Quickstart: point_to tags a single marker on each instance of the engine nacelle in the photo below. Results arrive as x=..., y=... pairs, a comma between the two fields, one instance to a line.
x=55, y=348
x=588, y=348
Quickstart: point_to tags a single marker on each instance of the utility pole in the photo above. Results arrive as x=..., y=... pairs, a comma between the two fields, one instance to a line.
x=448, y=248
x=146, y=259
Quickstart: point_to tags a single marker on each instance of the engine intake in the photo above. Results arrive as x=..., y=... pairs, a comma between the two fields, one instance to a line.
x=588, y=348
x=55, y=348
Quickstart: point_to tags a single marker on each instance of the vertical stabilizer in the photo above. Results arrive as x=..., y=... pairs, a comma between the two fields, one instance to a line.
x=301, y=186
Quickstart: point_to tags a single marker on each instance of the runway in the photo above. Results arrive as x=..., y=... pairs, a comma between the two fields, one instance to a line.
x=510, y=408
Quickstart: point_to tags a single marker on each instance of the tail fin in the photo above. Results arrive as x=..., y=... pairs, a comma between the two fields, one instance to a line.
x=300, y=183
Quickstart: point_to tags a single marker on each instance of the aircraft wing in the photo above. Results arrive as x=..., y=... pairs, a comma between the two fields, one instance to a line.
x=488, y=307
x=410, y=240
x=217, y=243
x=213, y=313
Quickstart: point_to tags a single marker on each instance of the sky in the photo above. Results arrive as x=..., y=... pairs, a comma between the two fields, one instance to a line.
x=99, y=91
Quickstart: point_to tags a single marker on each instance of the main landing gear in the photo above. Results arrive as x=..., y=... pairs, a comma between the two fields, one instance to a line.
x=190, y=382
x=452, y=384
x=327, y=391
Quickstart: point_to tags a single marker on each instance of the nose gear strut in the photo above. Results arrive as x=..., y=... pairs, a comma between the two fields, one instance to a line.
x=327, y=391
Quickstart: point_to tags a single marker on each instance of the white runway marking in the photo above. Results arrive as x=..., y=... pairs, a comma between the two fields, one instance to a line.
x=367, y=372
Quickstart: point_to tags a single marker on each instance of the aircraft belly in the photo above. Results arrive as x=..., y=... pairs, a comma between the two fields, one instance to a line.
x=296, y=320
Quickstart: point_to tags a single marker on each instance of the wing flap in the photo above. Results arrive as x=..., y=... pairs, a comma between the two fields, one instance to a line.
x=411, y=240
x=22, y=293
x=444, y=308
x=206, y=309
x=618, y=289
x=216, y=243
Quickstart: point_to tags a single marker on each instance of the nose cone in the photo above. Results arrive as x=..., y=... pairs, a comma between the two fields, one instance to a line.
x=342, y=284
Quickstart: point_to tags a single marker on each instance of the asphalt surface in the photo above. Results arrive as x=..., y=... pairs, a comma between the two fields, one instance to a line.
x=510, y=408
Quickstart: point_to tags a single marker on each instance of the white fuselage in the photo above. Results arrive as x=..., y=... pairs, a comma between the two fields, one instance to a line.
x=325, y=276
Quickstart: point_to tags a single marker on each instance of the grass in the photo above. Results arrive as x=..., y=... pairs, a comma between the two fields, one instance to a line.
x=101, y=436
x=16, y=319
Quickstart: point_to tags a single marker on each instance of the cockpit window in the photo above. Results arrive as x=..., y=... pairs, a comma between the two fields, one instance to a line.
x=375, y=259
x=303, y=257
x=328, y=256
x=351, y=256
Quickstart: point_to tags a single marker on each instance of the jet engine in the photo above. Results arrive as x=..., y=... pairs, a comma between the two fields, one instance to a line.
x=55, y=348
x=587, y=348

*Aim of the exercise*: Reproduce the records starting with the line that contains "the aircraft belly" and going on through the line that contains "x=342, y=284", swapping "wing flap" for "trailing-edge flap" and leaving everything else unchanged. Give back only those lines.

*Task result*:
Quickstart: point_to tags a single marker on each instance of the aircraft belly in the photo above. Results arrive as x=..., y=... pairs, a comma between the two fields, one instance to a line.
x=296, y=320
Quickstart: point_to tags a single marker on each instance of the trailing-edge flap in the photo above. Results arrive as x=..., y=... pairs, a comma between the two fields, one instance to a line.
x=411, y=240
x=22, y=293
x=444, y=308
x=206, y=309
x=618, y=289
x=216, y=243
Quickstart: point_to tags a single marker on each instance of the nose cone in the photo above. Results arrive as x=..., y=... pairs, a comma between the two fields, one instance to a line.
x=342, y=284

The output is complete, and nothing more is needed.